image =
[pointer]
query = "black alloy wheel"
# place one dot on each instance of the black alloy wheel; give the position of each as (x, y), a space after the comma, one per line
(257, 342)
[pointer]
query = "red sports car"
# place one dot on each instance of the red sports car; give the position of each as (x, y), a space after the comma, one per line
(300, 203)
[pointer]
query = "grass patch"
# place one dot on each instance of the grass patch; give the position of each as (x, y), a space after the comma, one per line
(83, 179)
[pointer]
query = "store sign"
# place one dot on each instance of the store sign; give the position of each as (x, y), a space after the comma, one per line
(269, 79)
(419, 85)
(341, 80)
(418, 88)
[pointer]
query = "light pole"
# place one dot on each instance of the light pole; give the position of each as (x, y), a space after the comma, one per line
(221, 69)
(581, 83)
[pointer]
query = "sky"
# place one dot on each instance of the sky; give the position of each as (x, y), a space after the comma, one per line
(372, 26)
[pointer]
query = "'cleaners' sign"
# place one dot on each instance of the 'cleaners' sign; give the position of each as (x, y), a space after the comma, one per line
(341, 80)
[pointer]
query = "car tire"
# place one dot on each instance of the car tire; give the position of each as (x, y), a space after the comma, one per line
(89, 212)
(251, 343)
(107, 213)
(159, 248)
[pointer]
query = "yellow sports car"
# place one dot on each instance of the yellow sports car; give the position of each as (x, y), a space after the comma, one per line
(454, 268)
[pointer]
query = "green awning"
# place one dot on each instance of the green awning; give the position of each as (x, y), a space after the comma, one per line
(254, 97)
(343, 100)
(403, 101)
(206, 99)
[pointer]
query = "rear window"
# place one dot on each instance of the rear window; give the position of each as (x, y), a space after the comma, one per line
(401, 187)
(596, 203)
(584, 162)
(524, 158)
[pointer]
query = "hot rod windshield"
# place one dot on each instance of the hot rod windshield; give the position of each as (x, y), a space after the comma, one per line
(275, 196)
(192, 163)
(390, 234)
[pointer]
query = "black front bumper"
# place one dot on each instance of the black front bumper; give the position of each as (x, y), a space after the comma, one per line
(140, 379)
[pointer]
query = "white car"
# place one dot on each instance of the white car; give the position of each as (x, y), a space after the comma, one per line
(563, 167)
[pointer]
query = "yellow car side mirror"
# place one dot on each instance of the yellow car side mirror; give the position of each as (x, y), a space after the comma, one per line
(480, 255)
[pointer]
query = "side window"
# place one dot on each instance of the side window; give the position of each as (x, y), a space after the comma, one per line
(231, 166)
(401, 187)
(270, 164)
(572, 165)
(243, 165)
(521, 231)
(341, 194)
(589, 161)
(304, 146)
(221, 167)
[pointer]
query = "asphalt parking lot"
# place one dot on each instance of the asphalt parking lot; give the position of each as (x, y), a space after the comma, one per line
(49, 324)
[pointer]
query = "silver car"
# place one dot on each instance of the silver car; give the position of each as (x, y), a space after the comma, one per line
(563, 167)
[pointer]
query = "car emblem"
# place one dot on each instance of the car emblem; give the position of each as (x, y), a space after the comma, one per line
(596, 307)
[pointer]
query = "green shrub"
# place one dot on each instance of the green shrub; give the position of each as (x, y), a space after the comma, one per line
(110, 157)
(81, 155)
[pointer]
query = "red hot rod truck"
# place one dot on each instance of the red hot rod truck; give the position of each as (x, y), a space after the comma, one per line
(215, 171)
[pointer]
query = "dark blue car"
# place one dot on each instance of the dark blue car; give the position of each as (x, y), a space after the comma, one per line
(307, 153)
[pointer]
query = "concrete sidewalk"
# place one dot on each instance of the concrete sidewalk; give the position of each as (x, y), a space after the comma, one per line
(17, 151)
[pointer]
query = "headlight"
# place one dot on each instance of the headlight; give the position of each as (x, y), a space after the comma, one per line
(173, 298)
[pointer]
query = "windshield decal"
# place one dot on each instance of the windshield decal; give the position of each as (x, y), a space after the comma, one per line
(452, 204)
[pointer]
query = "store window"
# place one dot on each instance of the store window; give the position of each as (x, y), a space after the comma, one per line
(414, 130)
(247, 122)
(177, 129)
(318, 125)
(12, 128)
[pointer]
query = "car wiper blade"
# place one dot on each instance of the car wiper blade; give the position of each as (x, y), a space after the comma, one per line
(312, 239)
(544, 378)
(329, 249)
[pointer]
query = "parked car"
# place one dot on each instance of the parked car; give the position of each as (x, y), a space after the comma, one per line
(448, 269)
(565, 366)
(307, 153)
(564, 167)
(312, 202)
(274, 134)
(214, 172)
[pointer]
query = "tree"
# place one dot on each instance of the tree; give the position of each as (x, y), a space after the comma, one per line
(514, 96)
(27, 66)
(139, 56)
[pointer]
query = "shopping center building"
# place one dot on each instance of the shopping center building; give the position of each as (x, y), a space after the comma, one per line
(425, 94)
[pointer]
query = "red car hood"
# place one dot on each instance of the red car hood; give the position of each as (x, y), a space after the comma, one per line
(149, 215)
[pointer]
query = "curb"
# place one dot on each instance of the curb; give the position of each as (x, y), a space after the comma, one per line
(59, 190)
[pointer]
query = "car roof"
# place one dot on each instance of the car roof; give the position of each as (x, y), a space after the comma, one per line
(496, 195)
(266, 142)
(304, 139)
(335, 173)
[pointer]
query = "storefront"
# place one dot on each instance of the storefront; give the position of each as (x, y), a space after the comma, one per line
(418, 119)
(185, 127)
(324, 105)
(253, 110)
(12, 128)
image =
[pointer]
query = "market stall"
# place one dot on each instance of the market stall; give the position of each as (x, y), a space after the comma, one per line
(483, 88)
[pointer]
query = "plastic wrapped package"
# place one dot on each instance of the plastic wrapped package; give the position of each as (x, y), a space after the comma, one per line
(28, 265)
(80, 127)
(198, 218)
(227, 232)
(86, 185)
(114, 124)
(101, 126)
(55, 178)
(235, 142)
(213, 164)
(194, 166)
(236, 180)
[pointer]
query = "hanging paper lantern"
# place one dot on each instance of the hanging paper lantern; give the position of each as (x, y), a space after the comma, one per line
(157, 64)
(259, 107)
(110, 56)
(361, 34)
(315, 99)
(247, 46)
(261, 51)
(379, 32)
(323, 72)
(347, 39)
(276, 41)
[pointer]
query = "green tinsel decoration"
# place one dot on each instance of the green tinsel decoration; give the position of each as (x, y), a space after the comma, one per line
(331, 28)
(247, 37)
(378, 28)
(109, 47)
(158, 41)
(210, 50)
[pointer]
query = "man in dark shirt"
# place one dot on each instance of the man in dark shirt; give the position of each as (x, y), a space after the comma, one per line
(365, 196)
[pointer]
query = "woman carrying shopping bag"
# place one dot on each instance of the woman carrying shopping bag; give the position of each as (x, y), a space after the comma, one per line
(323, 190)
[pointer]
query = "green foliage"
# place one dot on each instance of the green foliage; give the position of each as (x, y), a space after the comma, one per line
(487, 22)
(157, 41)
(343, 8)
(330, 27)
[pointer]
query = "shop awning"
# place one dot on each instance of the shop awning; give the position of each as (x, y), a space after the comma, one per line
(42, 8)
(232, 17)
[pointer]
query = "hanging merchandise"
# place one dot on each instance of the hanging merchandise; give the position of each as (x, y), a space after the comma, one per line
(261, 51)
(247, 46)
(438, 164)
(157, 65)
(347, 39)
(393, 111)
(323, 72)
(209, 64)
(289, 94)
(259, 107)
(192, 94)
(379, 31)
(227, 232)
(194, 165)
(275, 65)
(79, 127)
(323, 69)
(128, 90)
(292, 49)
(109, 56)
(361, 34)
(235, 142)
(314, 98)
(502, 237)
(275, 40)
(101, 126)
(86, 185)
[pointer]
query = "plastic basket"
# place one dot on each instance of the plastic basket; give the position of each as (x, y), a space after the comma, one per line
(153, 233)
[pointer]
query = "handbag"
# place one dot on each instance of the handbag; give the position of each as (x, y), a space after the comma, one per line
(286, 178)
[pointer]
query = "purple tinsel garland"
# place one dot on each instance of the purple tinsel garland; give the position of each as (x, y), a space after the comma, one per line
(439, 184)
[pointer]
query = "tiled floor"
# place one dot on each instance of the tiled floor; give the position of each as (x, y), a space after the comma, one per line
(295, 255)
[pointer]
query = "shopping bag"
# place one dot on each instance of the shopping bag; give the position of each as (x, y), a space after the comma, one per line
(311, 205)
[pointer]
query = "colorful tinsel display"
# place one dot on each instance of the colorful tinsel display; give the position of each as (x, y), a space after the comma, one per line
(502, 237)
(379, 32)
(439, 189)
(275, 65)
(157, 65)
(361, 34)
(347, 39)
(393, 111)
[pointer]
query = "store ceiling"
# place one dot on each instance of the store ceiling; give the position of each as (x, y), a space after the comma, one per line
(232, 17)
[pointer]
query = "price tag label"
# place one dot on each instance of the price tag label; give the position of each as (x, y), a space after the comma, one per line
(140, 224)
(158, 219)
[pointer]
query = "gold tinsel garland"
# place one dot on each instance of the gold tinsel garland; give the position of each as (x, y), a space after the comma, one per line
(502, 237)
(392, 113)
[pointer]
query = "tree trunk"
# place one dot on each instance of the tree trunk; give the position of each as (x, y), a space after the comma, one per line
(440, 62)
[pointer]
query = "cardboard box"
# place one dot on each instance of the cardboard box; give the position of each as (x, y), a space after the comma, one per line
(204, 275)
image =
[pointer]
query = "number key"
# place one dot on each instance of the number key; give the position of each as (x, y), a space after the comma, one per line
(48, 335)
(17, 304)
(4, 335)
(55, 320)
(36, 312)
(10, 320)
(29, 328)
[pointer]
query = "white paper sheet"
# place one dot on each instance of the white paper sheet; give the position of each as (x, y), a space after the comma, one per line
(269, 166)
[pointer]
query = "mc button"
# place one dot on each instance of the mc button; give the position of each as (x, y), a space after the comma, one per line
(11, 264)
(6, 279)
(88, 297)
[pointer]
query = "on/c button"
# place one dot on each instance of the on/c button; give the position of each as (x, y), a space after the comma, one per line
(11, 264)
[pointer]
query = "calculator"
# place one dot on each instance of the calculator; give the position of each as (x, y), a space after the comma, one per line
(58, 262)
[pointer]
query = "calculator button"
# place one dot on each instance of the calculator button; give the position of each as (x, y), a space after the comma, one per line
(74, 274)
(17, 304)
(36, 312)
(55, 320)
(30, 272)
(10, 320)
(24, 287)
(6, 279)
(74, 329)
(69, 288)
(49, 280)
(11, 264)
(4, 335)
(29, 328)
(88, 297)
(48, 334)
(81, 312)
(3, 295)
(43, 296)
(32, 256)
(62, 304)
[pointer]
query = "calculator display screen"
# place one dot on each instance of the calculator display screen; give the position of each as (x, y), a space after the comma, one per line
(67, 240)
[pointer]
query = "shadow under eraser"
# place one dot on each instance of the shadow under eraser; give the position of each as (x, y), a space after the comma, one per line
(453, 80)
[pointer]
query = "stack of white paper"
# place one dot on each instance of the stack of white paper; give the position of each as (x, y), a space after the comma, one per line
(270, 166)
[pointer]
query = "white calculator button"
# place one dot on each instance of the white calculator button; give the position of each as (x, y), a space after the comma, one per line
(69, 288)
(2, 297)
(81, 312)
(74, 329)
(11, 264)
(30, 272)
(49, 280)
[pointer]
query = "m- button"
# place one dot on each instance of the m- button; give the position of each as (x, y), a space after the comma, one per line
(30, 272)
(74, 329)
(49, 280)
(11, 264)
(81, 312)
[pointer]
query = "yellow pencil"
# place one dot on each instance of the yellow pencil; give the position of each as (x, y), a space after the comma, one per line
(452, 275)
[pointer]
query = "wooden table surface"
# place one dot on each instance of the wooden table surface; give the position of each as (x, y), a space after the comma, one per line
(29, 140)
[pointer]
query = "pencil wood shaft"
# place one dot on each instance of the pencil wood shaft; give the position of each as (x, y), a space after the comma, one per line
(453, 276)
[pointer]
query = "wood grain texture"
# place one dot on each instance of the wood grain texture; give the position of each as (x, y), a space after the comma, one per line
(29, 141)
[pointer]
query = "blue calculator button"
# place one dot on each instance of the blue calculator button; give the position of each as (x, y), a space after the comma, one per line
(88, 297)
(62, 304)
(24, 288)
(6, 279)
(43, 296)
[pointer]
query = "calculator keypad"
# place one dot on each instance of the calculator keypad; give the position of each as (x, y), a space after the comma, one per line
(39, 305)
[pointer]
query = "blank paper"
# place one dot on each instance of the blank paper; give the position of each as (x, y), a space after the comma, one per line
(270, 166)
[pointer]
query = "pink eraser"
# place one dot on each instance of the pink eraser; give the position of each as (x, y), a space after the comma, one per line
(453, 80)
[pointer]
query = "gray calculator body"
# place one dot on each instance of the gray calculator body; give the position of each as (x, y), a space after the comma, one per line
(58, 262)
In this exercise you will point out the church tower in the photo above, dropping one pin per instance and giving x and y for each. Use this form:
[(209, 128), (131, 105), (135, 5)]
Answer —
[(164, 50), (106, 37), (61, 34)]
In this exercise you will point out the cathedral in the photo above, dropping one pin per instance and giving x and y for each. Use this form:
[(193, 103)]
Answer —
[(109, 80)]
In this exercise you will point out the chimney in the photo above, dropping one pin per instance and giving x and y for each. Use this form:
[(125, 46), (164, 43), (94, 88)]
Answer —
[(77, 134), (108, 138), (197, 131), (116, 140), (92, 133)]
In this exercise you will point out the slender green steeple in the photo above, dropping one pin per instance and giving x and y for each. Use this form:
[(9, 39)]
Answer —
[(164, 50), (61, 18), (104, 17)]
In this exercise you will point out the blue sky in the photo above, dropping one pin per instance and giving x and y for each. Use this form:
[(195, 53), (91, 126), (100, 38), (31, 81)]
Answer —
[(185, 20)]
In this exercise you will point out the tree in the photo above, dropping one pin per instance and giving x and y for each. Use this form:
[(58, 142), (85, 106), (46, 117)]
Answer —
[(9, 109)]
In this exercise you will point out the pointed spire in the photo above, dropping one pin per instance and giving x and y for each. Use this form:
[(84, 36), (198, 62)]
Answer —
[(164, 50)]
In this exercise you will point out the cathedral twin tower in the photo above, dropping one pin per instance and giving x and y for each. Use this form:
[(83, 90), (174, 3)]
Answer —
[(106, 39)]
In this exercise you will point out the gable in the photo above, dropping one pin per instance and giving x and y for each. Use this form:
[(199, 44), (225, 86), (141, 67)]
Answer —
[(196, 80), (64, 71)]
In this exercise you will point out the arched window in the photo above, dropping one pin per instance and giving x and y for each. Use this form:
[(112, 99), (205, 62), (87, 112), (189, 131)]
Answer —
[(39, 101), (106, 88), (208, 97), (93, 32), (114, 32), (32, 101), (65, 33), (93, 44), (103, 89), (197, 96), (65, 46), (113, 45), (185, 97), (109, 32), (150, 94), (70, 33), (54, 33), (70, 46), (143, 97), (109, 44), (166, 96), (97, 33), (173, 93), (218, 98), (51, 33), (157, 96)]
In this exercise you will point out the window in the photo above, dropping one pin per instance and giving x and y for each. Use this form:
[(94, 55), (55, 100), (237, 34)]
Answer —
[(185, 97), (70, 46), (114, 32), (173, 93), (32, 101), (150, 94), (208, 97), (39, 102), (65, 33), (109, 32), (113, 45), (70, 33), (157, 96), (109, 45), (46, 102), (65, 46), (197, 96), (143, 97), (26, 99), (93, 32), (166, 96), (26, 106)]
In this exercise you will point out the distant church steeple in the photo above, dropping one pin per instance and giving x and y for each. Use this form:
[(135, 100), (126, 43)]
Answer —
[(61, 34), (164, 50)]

####

Please retype the data above exactly, starting with the line that contains "In this exercise you will point out the church" and going on through the line that contains "[(196, 80), (64, 71)]", including both of those lines.

Task answer →
In this exercise you will point out the church tower in the photo above, dropping one pin per instance and giving x and y for each. Use this form:
[(209, 128), (131, 105), (135, 5)]
Answer —
[(164, 50), (106, 37), (61, 34)]
In this exercise you will point out the cathedral in the photo above, dropping one pin per instance and giving x and y for each. Use this form:
[(193, 103)]
Answer —
[(109, 80)]
In this exercise you will point out the chimney in the photo above, dropping one pin per instance and giving x and y for each. Use this form:
[(125, 46), (164, 43), (94, 88)]
Answer —
[(77, 134), (108, 138), (197, 131), (116, 140), (92, 133)]
In this exercise you will point out the slender green steeple in the photo above, dropping one pin per instance and giving x and y for each. Use this form:
[(9, 39)]
Answer —
[(164, 50), (61, 18), (104, 17)]
In this exercise you will point out the blue sky in the photo above, dropping one pin per instance and giving x and y for each. Use this form:
[(195, 53), (91, 126), (100, 38), (31, 81)]
Answer —
[(185, 20)]
In this exercise you will point out the tree in the photo above, dropping one pin per instance and giving x and y for each. Use this form:
[(58, 142), (85, 106), (46, 117)]
Answer —
[(9, 109)]
In this exercise you will point out the pointed spire in the photo above, dropping one pin per instance and giving x and y for each. Use this form:
[(84, 36), (198, 62)]
Answer —
[(164, 50)]
In this exercise you will point out the cathedral twin tower in the photo above, dropping one pin per instance and giving x and y for each. Use this form:
[(83, 90), (174, 3)]
Answer —
[(106, 39)]
In this exercise you will point out the gable in the photo above, dropping one pin per instance and giving x and y for each. Use this form:
[(199, 44), (225, 86), (141, 67)]
Answer —
[(196, 80), (64, 71)]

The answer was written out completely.